Put every line of the material below into a Markdown table with the columns Row and Line, giving each line its own numbered row and leaving out blank lines.

------------------------------------

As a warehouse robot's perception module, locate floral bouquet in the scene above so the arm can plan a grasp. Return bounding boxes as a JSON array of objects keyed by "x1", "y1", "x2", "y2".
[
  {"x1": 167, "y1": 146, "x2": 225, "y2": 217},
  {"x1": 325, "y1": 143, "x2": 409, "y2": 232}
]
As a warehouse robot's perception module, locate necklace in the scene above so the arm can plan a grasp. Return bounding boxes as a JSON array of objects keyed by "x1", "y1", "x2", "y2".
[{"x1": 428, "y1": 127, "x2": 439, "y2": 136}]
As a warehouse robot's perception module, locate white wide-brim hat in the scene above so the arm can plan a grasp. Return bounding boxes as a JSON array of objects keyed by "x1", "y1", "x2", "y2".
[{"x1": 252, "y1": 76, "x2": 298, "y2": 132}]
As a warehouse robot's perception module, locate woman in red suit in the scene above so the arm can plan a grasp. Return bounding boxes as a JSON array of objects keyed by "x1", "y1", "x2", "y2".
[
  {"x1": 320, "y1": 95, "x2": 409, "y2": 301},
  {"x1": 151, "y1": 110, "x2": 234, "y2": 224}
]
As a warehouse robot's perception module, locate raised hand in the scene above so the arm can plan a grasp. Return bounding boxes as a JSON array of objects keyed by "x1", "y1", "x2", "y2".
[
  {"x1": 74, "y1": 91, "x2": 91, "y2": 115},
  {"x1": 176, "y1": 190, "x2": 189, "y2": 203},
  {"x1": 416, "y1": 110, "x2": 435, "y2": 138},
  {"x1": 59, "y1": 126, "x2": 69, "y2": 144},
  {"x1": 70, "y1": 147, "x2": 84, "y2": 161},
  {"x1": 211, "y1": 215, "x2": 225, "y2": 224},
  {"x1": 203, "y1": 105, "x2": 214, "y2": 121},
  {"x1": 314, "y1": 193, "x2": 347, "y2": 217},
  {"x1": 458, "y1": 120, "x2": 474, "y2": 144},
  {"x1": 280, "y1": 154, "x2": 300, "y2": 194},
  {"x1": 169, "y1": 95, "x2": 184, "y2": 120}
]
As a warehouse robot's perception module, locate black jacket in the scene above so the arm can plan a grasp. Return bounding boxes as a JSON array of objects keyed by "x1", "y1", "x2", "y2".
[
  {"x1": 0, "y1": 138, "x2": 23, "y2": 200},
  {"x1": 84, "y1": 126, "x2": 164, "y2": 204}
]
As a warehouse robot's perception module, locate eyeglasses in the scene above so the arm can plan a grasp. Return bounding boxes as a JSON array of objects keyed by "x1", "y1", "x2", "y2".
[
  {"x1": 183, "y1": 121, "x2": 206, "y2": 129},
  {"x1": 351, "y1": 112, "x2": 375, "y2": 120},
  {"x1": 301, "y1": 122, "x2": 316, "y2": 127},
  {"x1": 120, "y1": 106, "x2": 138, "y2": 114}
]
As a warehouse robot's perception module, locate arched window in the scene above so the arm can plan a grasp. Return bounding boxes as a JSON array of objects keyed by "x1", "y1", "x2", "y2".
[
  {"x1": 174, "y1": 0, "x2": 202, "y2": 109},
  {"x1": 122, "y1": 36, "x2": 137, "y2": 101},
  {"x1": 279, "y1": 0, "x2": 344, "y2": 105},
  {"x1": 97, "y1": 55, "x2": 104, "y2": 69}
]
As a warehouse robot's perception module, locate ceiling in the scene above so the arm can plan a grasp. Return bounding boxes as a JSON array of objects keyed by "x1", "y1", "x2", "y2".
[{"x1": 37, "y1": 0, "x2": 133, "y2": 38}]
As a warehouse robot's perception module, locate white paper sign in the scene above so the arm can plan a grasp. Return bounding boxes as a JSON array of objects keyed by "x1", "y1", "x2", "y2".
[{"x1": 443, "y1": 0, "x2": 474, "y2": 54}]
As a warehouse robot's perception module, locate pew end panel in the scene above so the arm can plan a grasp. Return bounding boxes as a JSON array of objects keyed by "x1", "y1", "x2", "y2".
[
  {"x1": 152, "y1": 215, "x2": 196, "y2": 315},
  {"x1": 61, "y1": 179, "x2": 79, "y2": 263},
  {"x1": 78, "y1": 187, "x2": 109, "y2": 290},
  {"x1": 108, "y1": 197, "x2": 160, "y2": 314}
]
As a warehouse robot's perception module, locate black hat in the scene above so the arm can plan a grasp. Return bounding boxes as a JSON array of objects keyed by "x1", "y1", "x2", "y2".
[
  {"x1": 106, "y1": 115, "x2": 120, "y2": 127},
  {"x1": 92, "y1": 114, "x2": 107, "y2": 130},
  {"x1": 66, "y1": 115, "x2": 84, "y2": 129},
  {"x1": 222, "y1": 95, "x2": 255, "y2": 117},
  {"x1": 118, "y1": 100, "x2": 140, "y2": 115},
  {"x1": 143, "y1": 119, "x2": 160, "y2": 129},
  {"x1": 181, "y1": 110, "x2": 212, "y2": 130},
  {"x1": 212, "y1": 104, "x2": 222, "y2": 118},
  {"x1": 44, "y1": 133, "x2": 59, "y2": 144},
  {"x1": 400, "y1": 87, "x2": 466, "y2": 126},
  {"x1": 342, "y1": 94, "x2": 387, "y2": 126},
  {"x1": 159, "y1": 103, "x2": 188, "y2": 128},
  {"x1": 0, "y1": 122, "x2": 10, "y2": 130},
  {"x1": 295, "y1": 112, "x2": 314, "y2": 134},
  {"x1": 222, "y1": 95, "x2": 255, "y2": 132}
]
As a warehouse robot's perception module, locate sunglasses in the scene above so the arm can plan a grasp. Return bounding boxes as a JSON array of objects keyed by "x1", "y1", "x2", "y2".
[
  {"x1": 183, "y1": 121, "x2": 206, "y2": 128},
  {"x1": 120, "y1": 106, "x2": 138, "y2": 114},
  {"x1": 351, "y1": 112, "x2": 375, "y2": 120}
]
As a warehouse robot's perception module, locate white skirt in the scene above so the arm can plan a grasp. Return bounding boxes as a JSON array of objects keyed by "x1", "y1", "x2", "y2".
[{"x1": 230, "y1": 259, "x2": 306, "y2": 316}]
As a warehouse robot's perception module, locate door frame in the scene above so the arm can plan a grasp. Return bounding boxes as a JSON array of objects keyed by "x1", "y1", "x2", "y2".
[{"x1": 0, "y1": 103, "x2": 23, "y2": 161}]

------------------------------------

* [WORKED ANSWER]:
| Row | Line |
|---|---|
| 1 | As a warehouse robot's perception module, locate floral bouquet in the scene above so the arm can plan a grasp. Return bounding boxes as a JSON array of objects keyed by "x1", "y1", "x2", "y2". |
| 2 | [ |
| 3 |   {"x1": 167, "y1": 146, "x2": 225, "y2": 217}, |
| 4 |   {"x1": 325, "y1": 143, "x2": 409, "y2": 232} |
| 5 | ] |
| 6 | As a warehouse robot's perception module, locate necklace in the scene above so the arm can plan a grasp. Return bounding boxes as a JSON array of objects keyed by "x1", "y1", "x2", "y2". |
| 7 | [{"x1": 428, "y1": 127, "x2": 439, "y2": 136}] |
| 8 | As a warehouse robot's perception module, locate white wide-brim hat in the scene above so the arm can plan a grasp. Return bounding boxes as a JSON array of objects keyed by "x1", "y1", "x2", "y2". |
| 9 | [{"x1": 252, "y1": 76, "x2": 298, "y2": 132}] |
| 10 | As a warehouse robot's perception module, locate woman in red suit in the scene above so the arm can plan a grasp. Return bounding boxes as a JSON array of objects keyed by "x1", "y1", "x2", "y2". |
| 11 | [ |
| 12 |   {"x1": 320, "y1": 95, "x2": 409, "y2": 301}, |
| 13 |   {"x1": 151, "y1": 110, "x2": 234, "y2": 224} |
| 14 | ] |
| 15 | As a warehouse robot's perception module, locate raised hand in the scene above so the arm can plan a grasp. Return bounding boxes as a JSON array of objects keyed by "x1", "y1", "x2", "y2". |
| 16 | [ |
| 17 |   {"x1": 74, "y1": 91, "x2": 91, "y2": 115}, |
| 18 |   {"x1": 176, "y1": 190, "x2": 189, "y2": 203}, |
| 19 |   {"x1": 416, "y1": 110, "x2": 435, "y2": 138}, |
| 20 |   {"x1": 59, "y1": 126, "x2": 69, "y2": 144}, |
| 21 |   {"x1": 70, "y1": 147, "x2": 84, "y2": 161}, |
| 22 |   {"x1": 211, "y1": 215, "x2": 225, "y2": 224}, |
| 23 |   {"x1": 203, "y1": 105, "x2": 214, "y2": 121}, |
| 24 |   {"x1": 314, "y1": 193, "x2": 347, "y2": 217}, |
| 25 |   {"x1": 458, "y1": 120, "x2": 474, "y2": 144}, |
| 26 |   {"x1": 280, "y1": 154, "x2": 300, "y2": 194}, |
| 27 |   {"x1": 169, "y1": 95, "x2": 184, "y2": 120} |
| 28 | ] |
| 29 | As a warehouse robot's perception module, locate black jacket in the scene above so the arm can plan a grasp. Return bounding boxes as a JSON array of objects keyed by "x1", "y1", "x2", "y2". |
| 30 | [ |
| 31 |   {"x1": 0, "y1": 138, "x2": 23, "y2": 200}, |
| 32 |   {"x1": 84, "y1": 126, "x2": 164, "y2": 204} |
| 33 | ] |
| 34 | As a warehouse robot's perception module, locate eyeglasses in the scene above so the arm can plan a grasp. Return bounding boxes as a JSON array of objects keyed by "x1", "y1", "x2", "y2". |
| 35 | [ |
| 36 |   {"x1": 183, "y1": 121, "x2": 206, "y2": 129}, |
| 37 |   {"x1": 351, "y1": 112, "x2": 375, "y2": 120}, |
| 38 |   {"x1": 301, "y1": 122, "x2": 316, "y2": 127}, |
| 39 |   {"x1": 120, "y1": 106, "x2": 138, "y2": 114} |
| 40 | ] |
| 41 | As a warehouse robot's perception module, locate arched window in the scene above so the arm can plan a grasp. Return bounding boxes as a JSON array of objects keyed by "x1", "y1", "x2", "y2". |
| 42 | [ |
| 43 |   {"x1": 174, "y1": 0, "x2": 202, "y2": 109}, |
| 44 |   {"x1": 122, "y1": 36, "x2": 137, "y2": 101}, |
| 45 |   {"x1": 279, "y1": 0, "x2": 344, "y2": 105}, |
| 46 |   {"x1": 97, "y1": 55, "x2": 104, "y2": 69} |
| 47 | ] |
| 48 | As a warehouse robot's perception module, locate ceiling in the scene above so the arm can plan a grasp. Return bounding boxes as a JSON array of objects keyed by "x1", "y1", "x2", "y2". |
| 49 | [{"x1": 37, "y1": 0, "x2": 133, "y2": 38}] |
| 50 | As a warehouse robot's perception module, locate white paper sign in the scene above so the arm can plan a grasp. Return bounding boxes as a JSON array of objects keyed by "x1", "y1", "x2", "y2". |
| 51 | [{"x1": 443, "y1": 0, "x2": 474, "y2": 54}] |
| 52 | As a warehouse robot's perception module, locate pew end panel in the scene above so the arm can plan a grasp. Return bounding boxes as a JSON array of objects keyed by "x1", "y1", "x2", "y2". |
| 53 | [ |
| 54 |   {"x1": 152, "y1": 215, "x2": 196, "y2": 315}, |
| 55 |   {"x1": 61, "y1": 179, "x2": 79, "y2": 263}, |
| 56 |   {"x1": 78, "y1": 187, "x2": 109, "y2": 290}, |
| 57 |   {"x1": 108, "y1": 197, "x2": 160, "y2": 314} |
| 58 | ] |
| 59 | As a warehouse robot's perception module, locate black hat in the scene above so the arm can plan a grasp. Return bounding boxes as a JSON array of objects keyed by "x1", "y1", "x2", "y2". |
| 60 | [ |
| 61 |   {"x1": 106, "y1": 115, "x2": 120, "y2": 127}, |
| 62 |   {"x1": 92, "y1": 114, "x2": 107, "y2": 130}, |
| 63 |   {"x1": 66, "y1": 115, "x2": 84, "y2": 129}, |
| 64 |   {"x1": 222, "y1": 95, "x2": 255, "y2": 117}, |
| 65 |   {"x1": 118, "y1": 100, "x2": 140, "y2": 115}, |
| 66 |   {"x1": 143, "y1": 119, "x2": 160, "y2": 129}, |
| 67 |   {"x1": 181, "y1": 110, "x2": 212, "y2": 130}, |
| 68 |   {"x1": 212, "y1": 104, "x2": 222, "y2": 118}, |
| 69 |   {"x1": 44, "y1": 133, "x2": 59, "y2": 144}, |
| 70 |   {"x1": 400, "y1": 87, "x2": 466, "y2": 126}, |
| 71 |   {"x1": 342, "y1": 94, "x2": 387, "y2": 126}, |
| 72 |   {"x1": 159, "y1": 103, "x2": 188, "y2": 128}, |
| 73 |   {"x1": 0, "y1": 122, "x2": 10, "y2": 130}, |
| 74 |   {"x1": 295, "y1": 112, "x2": 314, "y2": 134}, |
| 75 |   {"x1": 222, "y1": 95, "x2": 255, "y2": 132} |
| 76 | ] |
| 77 | As a warehouse robot's perception module, locate sunglasses in the scene above so the arm can plan a grasp. Return bounding boxes as a JSON array of objects keyed by "x1", "y1", "x2", "y2". |
| 78 | [ |
| 79 |   {"x1": 183, "y1": 121, "x2": 206, "y2": 128}, |
| 80 |   {"x1": 120, "y1": 106, "x2": 138, "y2": 114}, |
| 81 |   {"x1": 351, "y1": 112, "x2": 375, "y2": 120} |
| 82 | ] |
| 83 | As a warehouse robot's perception module, locate white skirt in the scene above so the arm can plan a grasp. Return bounding boxes as a JSON array of objects keyed by "x1", "y1", "x2", "y2". |
| 84 | [{"x1": 230, "y1": 259, "x2": 306, "y2": 316}] |
| 85 | As a warehouse robot's perception module, locate door frame in the scene above so the arm can plan a grasp. Return bounding boxes as a JSON array of objects keyed by "x1", "y1", "x2", "y2". |
| 86 | [{"x1": 0, "y1": 103, "x2": 23, "y2": 161}] |